* [Exercise requirements]: Rewrite the rows from the line containing "point at the blue sky" up to and including the line containing "<point>347,607</point>" as a JSON list of strings, one string per line, omitting blank lines.

[Object position labeling rows]
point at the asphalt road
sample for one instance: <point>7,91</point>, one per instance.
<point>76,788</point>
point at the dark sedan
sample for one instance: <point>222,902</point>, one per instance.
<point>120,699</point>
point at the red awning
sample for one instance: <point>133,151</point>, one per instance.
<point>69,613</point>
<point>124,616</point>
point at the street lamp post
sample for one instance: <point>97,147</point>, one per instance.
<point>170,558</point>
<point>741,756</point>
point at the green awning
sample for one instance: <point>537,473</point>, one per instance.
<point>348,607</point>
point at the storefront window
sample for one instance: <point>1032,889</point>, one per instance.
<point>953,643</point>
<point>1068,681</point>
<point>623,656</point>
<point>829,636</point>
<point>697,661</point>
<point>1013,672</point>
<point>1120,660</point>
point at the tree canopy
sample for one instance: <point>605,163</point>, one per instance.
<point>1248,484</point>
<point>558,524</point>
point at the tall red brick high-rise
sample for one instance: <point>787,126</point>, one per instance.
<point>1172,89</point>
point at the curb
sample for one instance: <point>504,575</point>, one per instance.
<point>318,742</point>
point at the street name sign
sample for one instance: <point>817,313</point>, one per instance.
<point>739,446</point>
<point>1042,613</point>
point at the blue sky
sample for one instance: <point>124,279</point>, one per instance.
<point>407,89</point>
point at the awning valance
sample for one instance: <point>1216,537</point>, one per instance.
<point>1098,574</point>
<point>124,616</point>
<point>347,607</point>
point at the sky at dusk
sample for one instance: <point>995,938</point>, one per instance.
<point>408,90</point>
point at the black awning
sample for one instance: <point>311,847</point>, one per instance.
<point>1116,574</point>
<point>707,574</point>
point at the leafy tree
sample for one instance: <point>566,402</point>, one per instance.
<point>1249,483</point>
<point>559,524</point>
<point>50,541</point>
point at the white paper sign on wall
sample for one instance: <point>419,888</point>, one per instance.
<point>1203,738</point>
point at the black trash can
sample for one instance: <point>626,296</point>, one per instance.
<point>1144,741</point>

* [Response to this exercise]:
[
  "point at the blue sky",
  "sample for one instance: <point>124,279</point>, one per instance.",
  "<point>407,89</point>",
  "point at the awning valance",
  "sample for one instance: <point>1216,537</point>, one per instance.",
  "<point>1098,574</point>",
  "<point>124,616</point>",
  "<point>347,607</point>"
]